## Passage to read
────

Relationship between instream and riparian processes H3 & H4.
Leaf stocks were higher, and C/N, shredder abundances, CK and FK lower,
in the riparian than in the instream habitat, respectively (Table S5).
Invertebrate richness did not differ between the instream and riparian
habitats, except at mainstem, where instream richness was higher than
riparian richness (Table S5).
The relationships between riparian and instream responses were
relatively weak but selected for most of the response variables, apart
from C/N (Table 2 & 3). Although invertebrate community responses were
weak, instream invertebrate taxa richness tended to decrease and
increase with riparian richness at low and high DS, respectively (Table
2; Fig S6). Contrastingly, instream leaf-shredder abundances increased
with increasing riparian abundance, and more so as FP increased (Table
2; Fig S6). Instream CK increased with riparian CK but only among sites
with higher DS, i.e. the mainstem (Table 3, Fig. 3a). Instream FK was
positively related to riparian FK, particularly in spring and this
relationship increased as flow permanence decreased, i.e. among
intermittent sites (Table 3, Fig. 3b).

────

## Dataset excerpts
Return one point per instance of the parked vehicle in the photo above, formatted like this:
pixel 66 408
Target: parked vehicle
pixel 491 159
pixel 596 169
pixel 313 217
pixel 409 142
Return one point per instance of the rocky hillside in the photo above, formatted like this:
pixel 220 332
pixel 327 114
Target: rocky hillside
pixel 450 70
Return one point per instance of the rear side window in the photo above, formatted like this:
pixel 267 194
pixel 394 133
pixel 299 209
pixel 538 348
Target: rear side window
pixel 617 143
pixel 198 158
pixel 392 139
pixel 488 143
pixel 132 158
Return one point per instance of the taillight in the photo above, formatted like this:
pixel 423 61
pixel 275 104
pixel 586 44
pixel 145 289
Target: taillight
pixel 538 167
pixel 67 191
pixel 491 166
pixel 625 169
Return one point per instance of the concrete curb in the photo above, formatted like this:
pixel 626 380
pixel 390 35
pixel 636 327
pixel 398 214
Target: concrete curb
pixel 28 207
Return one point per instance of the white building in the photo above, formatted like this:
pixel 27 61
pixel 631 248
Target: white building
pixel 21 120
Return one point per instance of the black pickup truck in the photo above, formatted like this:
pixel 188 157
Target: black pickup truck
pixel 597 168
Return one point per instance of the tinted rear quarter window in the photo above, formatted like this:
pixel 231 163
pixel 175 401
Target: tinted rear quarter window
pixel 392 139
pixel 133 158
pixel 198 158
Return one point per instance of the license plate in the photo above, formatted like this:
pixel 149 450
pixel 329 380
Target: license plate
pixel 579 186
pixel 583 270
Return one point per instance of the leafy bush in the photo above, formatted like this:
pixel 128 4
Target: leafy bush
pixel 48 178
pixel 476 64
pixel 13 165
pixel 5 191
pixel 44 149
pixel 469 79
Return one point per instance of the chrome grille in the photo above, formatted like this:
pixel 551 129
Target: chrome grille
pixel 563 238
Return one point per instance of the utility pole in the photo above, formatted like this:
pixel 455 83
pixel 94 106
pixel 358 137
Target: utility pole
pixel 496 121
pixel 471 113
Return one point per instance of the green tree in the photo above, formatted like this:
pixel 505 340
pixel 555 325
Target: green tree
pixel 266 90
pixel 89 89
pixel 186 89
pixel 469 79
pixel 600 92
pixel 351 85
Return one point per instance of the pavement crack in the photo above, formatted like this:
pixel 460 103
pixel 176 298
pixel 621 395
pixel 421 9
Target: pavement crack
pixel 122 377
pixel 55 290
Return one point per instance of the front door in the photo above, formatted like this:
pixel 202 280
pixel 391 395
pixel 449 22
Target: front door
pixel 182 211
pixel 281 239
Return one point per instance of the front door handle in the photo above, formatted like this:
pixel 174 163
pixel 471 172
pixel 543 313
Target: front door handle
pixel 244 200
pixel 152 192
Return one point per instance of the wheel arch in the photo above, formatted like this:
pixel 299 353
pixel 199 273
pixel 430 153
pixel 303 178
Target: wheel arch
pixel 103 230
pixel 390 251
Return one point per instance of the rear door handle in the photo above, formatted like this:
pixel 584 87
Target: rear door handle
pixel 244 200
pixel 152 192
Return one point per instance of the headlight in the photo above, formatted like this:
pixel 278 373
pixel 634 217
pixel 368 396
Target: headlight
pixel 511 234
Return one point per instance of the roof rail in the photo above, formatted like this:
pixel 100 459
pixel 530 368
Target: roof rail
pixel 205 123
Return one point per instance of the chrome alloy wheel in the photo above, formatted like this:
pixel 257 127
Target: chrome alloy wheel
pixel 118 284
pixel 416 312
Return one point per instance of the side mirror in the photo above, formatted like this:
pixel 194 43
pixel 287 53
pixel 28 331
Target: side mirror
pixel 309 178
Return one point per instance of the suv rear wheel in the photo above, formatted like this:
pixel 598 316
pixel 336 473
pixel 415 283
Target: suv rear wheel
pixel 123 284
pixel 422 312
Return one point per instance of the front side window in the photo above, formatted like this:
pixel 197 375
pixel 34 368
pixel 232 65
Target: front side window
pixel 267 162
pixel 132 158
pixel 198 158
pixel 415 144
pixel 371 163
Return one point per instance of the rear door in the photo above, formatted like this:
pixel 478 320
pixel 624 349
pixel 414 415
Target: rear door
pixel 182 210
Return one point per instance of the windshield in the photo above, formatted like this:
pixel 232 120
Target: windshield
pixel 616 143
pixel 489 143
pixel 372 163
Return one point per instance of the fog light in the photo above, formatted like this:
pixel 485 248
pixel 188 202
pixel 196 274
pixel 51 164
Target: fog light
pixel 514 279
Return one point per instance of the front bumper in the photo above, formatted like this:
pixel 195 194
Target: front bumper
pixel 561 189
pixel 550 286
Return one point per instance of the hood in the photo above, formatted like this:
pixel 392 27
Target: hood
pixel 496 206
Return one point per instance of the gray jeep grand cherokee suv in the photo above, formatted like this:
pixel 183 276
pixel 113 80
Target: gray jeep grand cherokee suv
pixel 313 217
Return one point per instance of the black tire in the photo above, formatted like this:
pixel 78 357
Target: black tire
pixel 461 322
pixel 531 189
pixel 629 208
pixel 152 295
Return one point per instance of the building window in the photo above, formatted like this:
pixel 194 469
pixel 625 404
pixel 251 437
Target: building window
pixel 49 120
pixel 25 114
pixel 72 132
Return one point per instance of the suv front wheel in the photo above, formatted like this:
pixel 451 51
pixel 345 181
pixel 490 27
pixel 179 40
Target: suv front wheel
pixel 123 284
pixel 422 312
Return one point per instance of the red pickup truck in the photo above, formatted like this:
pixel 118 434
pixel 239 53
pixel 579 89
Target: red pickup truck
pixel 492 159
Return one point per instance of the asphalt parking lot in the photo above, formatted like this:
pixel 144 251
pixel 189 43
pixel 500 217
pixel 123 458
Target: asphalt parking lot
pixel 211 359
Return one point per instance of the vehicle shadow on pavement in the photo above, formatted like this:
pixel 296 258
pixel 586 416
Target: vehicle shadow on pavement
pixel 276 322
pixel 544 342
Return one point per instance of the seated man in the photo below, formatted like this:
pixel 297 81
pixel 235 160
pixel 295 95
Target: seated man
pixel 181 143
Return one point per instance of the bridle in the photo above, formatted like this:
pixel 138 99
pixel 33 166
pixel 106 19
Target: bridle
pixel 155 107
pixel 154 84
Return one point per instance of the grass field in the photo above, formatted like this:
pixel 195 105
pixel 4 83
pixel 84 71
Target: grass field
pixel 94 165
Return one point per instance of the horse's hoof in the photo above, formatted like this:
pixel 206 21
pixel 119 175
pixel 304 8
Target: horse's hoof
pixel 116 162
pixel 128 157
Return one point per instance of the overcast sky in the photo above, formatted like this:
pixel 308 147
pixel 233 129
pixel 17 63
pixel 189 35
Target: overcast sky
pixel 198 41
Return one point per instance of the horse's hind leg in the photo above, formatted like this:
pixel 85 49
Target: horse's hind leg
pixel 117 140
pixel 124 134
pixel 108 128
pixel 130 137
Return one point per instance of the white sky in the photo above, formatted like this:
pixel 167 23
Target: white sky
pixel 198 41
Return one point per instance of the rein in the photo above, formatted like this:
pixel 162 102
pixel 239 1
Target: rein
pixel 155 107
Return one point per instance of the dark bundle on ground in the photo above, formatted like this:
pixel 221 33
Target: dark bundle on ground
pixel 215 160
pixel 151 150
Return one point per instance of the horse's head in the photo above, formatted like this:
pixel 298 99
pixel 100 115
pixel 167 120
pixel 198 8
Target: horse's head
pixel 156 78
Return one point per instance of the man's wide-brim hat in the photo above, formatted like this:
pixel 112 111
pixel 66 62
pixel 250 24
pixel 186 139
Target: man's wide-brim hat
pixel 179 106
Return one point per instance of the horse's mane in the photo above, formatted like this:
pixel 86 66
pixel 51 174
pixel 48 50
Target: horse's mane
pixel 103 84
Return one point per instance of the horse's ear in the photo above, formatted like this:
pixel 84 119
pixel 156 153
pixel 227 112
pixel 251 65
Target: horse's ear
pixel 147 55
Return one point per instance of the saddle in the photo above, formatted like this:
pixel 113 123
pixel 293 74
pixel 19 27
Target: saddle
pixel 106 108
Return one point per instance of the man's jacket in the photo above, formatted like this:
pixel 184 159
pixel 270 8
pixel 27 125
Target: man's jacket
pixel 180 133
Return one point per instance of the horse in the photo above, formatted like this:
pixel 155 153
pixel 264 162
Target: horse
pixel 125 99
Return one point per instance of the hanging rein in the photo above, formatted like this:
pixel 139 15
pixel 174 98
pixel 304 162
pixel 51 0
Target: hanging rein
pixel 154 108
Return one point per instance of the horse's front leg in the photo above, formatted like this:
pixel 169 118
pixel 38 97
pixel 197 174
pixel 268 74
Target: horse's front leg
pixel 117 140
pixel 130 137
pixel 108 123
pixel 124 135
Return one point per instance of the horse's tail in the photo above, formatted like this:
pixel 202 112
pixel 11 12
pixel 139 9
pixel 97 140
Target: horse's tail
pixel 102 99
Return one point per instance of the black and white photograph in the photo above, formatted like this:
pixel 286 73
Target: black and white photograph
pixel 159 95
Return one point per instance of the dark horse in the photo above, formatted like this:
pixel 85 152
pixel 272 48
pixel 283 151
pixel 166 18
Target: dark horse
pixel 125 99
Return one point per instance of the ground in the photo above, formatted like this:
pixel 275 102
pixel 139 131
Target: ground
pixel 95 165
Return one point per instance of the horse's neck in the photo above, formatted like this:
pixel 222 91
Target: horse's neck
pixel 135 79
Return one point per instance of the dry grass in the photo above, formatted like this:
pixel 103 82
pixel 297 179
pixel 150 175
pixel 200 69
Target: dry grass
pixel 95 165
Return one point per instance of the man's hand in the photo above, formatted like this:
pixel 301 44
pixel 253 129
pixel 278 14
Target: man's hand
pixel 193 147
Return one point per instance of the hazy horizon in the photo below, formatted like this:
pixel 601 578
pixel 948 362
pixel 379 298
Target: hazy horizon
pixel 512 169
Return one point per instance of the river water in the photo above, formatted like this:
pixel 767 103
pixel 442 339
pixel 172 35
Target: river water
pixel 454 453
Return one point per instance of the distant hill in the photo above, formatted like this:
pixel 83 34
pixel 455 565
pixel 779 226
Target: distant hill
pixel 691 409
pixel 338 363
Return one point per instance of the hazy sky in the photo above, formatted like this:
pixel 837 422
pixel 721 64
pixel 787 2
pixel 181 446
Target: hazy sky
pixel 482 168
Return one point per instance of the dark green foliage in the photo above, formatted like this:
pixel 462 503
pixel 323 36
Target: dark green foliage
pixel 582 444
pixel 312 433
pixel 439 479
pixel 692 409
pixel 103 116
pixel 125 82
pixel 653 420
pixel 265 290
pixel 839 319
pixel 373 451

────

## Required work
a: Copy the records word for word, starting at their first line and ending at the line containing "pixel 28 207", with both of those lines included.
b: Extend the passage on instream and riparian stream processes, picking up right after its final sentence.
The stream ecology passage and the records have nothing to do with each other.

## Answer set
a:
Return one point per instance of the parked vehicle in the photo above, formatted like this:
pixel 66 408
Target: parked vehicle
pixel 491 159
pixel 596 169
pixel 313 217
pixel 409 142
Return one point per instance of the rocky hillside in the photo above, formatted like this:
pixel 220 332
pixel 327 114
Target: rocky hillside
pixel 450 70
Return one point per instance of the rear side window in the photo above, formatted like this:
pixel 267 194
pixel 394 133
pixel 299 209
pixel 538 348
Target: rear side window
pixel 617 143
pixel 198 158
pixel 392 139
pixel 488 143
pixel 132 158
Return one point per instance of the taillight in the photo above, formatted like this:
pixel 423 61
pixel 275 104
pixel 586 44
pixel 145 289
Target: taillight
pixel 538 167
pixel 67 191
pixel 491 166
pixel 625 169
Return one point per instance of the concrete curb in the photo above, formatted like this:
pixel 626 380
pixel 390 35
pixel 636 327
pixel 398 214
Target: concrete curb
pixel 28 207

b:
Leaf stock characteristics differed between network locations and
habitats (Table 4) and instream vs. riparian leaf stock characteristics
tended to be more similar in the mainstem (pairwise PERMANOVA: F =
3.096; p = 0.034) than in headwaters (F= 10.788, p = 0.001; Fig. 4a).
Invertebrate communities differed among habitats, locations and flow
regimes (Table 4); significant interactions indicated that communities
differed more among locations and flow regimes instream than in the
riparian area (Fig 4b, c). Decomposition differed among flow regimes and
habitats (Table 4) with greater differences among flow regimes instream
(F = 12.127; p < 0.001) than in the riparian zone (F = 0.078;
p = 0.760; Fig 4d).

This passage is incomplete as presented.